* [PROMPT]:
The entries should be restated word for word.

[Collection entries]
:::

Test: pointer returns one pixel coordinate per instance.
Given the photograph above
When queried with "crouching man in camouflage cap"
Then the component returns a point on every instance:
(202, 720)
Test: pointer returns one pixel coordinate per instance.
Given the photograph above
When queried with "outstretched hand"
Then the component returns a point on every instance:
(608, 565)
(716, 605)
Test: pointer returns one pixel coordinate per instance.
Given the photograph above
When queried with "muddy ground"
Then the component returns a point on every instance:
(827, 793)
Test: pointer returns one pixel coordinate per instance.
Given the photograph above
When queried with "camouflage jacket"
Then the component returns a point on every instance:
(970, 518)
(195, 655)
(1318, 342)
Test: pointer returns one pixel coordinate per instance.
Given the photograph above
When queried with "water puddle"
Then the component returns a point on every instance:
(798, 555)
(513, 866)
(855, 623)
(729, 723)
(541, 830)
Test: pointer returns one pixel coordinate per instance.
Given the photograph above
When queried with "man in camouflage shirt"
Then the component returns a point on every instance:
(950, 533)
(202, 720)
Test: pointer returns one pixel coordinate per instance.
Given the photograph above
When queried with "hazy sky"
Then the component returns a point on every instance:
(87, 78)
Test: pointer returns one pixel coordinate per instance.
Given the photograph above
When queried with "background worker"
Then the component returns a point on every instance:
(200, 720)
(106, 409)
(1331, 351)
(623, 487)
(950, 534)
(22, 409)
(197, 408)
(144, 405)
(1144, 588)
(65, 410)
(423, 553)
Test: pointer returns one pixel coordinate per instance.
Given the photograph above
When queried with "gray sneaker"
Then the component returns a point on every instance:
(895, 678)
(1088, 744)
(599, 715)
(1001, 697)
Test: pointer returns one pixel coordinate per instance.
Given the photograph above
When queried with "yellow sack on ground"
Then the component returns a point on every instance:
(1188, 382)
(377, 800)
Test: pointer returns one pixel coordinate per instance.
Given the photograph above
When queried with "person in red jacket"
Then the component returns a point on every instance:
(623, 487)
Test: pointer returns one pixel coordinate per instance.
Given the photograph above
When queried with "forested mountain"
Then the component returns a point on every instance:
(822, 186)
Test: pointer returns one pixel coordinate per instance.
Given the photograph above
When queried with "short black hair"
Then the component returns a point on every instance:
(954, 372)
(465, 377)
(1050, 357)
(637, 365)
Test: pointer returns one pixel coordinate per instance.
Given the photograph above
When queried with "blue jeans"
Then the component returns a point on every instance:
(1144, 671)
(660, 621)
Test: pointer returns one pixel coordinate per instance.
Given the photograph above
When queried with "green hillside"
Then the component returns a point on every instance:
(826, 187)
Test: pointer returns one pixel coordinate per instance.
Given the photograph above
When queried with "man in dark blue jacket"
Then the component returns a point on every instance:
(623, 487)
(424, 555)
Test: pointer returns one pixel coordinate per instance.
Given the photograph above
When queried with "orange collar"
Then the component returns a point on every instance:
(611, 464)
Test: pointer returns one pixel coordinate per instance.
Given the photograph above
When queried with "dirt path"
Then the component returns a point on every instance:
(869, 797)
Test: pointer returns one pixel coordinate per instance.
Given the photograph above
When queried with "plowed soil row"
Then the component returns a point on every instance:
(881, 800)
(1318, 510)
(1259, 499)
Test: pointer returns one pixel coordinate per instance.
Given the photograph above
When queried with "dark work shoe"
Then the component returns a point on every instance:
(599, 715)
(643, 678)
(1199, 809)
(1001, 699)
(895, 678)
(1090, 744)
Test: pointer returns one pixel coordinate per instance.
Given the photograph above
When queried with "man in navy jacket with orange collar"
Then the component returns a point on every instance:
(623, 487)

:::

* [OUTPUT]:
Test: pointer returns one pixel coordinate per instance.
Given the photograph above
When queried with "crouching man in camouflage cap"
Then the component returns a point on every instance:
(202, 720)
Test: pointer returns one pixel coordinate per instance.
Given the photograph above
When queried with "outstretched hand"
Then the component returns a point on every instance:
(608, 565)
(716, 605)
Test: pointer returns one pixel coordinate per instance.
Given the photograph above
When queried with "muddy ground"
Then the component returns a point on every instance:
(827, 793)
Test: pointer returns one pixel coordinate per instance.
Given the photograph above
When queried with "camouflage jacket"
Then the component returns a point on every instance:
(970, 518)
(195, 655)
(1318, 342)
Test: pointer returns one pixel coordinate per instance.
Given the photograph above
When queried with "water puddle"
Then the component returns a point on every instance:
(798, 555)
(513, 866)
(855, 623)
(729, 723)
(541, 830)
Test: pointer returns one pixel coordinate per instance.
Given the photograph above
When queried with "man in camouflage shirt"
Then the component returns a point on every instance:
(950, 533)
(202, 720)
Test: pointer returns one pixel coordinate per instance.
Given the photograph above
When queried with "hazy sky"
Then the component returns a point on every instance:
(87, 78)
Test: pointer returns one pixel coordinate per instance.
Given the photograph above
When queried with "background worker"
Then the component returns a point on every instance:
(200, 720)
(106, 409)
(1331, 351)
(623, 487)
(950, 534)
(22, 409)
(197, 408)
(144, 405)
(1144, 588)
(65, 410)
(423, 553)
Test: pointer returns one pixel coordinate per instance.
Given the photograph above
When queried with "gray sneaker"
Then the component returns a point on every instance:
(895, 678)
(1088, 744)
(599, 715)
(1001, 697)
Test: pointer returns one pixel coordinate per instance.
Given the photograph above
When queried with "yellow sack on ground"
Then the component returns a point on every instance:
(1188, 382)
(377, 800)
Test: pointer returns one pixel coordinate per instance.
Given the photograph above
When queried with "person in red jacket"
Then the component returns a point on every instance:
(623, 487)
Test: pointer returns one pixel coordinate per instance.
Given the photograph above
When queried with "forested mountain"
Then the component returns a point on every instance:
(822, 186)
Test: pointer returns one pixel coordinate per instance.
Given the photograph above
When queried with "short black hair"
Then the component returns a point on every instance:
(954, 372)
(465, 377)
(1050, 357)
(637, 365)
Test: pointer returns one pixel coordinate per instance.
Given the photograph above
When queried with "blue jeans"
Then the component returns a point on every instance:
(1144, 671)
(660, 621)
Test: pointer returns one pixel coordinate per instance.
Given the photograph above
When queried with "green hillside"
Then the component returns a point on every instance:
(826, 187)
Test: pointer returns one pixel coordinate per instance.
Given the photograph above
When queried with "man in dark blue jacket"
Then the component returns a point on every instance:
(623, 487)
(424, 555)
Test: pointer returns one pixel coordinate per instance.
Given the photograph above
When queried with "orange collar"
Then the component returns a point on every instance:
(611, 464)
Test: pointer returns one pixel coordinate per instance.
Given the photograph above
When queried with "dirt path"
Then the component returns a point on every instance:
(869, 797)
Test: pointer returns one pixel coordinate per instance.
Given the photograph above
When queried with "plowed soil row"
Then the component returns a point on every instance:
(881, 800)
(1318, 510)
(1259, 499)
Test: pointer returns one pixel coordinate per instance.
Given the photograph above
When queried with "dark work shoe"
Then the component returns a point on every instance:
(599, 715)
(643, 678)
(1199, 809)
(1001, 699)
(895, 678)
(1090, 744)
Test: pointer returns one pixel coordinate per instance.
Given the photograph above
When queried with "man in navy jacket with orange collar"
Then the component returns a point on every instance:
(623, 487)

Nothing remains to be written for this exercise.